Your assignment |
Copy out all the records, word for word.

Record excerpts |
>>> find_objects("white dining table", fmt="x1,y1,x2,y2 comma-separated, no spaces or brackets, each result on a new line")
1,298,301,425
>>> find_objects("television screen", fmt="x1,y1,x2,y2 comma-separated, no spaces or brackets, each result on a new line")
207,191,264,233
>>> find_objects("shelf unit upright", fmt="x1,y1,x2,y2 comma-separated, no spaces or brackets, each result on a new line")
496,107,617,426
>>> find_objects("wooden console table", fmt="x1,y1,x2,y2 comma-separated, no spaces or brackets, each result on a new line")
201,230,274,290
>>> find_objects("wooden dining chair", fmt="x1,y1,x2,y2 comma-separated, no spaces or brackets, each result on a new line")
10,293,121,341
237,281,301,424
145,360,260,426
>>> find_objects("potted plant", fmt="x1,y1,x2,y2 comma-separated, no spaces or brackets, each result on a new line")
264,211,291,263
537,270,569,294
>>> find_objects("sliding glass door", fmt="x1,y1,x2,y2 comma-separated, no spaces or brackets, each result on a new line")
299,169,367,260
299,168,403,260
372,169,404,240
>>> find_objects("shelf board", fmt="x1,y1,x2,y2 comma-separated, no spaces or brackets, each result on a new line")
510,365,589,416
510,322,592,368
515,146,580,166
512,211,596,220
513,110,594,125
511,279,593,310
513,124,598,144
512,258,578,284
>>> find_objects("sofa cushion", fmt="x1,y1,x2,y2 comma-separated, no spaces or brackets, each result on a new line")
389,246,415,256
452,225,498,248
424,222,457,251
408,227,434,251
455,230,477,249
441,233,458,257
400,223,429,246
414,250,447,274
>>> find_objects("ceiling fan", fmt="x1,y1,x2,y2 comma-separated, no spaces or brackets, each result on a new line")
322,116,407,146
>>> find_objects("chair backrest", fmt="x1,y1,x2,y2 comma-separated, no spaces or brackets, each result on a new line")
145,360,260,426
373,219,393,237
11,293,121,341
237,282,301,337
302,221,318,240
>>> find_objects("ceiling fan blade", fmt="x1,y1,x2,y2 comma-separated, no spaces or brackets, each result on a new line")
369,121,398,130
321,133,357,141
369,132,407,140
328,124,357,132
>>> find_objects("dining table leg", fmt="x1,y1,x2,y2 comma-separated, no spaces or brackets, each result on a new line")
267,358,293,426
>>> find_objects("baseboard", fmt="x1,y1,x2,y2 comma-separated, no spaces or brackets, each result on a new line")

Solution for this exercise |
>>> find_objects("white dining table", fmt="x1,y1,x2,y2 comma-separated, no spaces or brackets, each result on a new line")
1,298,301,425
>>> find_objects("television screen", fmt="x1,y1,x2,y2 comma-separated, no spaces or brackets, each result on a new line")
207,191,264,233
>>> find_objects("shelf unit upright", fmt="x1,y1,x2,y2 comma-separated, no spaces or brackets, each result on a new line")
496,107,617,426
>>> find_objects("wooden console table", fmt="x1,y1,x2,y2 comma-separated, no spaces or brackets, each result on a new line")
201,230,274,290
>>> find_objects("wooden dining chair", fmt="x1,y1,x2,y2 comma-separated, no spaces or brackets, each result on a new line")
10,293,121,341
237,281,301,424
145,360,260,426
>>> find_objects("potted plant", fmt="x1,y1,x2,y2 comma-separated, no spaces or brackets, each result on a new line")
264,211,291,263
537,270,569,294
>>> find_objects("sliding glass door", fmt="x1,y1,x2,y2 comma-separated, no spaces or brackets, each result on a new line")
299,169,367,260
299,168,403,260
372,169,404,240
>>> find_objects("shelf board", fmt="x1,y1,x2,y2 comma-separated, no spaces or brackets, each result on a new line")
510,365,589,416
510,322,592,368
515,146,580,166
512,211,596,220
513,110,594,125
511,279,593,310
513,124,598,144
512,258,578,284
>>> find_objects("sofa cushion", fmt="x1,y1,x2,y2 comma-separated, no spaces or brackets, each result on a new line")
389,246,415,256
452,225,498,248
424,222,457,251
408,227,434,251
455,230,477,249
441,233,458,257
400,223,429,246
414,250,447,274
>>> find_objects("ceiling fan", fmt="x1,y1,x2,y2 comma-separated, no spaces or brackets, each result on a new line")
322,116,407,146
>>> find_objects("chair backrest", fmt="x1,y1,x2,y2 comma-separated, no spaces or brackets, each result on a new line")
145,360,260,426
373,219,393,237
11,293,121,341
237,282,301,337
302,221,318,240
>>> find_objects("ceiling fan blade", fmt="x1,y1,x2,y2 comma-separated, no spaces or brackets, each result on a new line")
369,121,398,130
321,133,357,141
369,132,407,140
328,124,357,132
>>> find_objects("dining table leg", fmt="x1,y1,x2,y2 comma-separated, no spaces or brackets, each result on a new line")
267,358,293,426
>>> find_objects("baseboard", fmt="x1,y1,x2,y2 comma-separated, no spaces or brackets, each result on a new line")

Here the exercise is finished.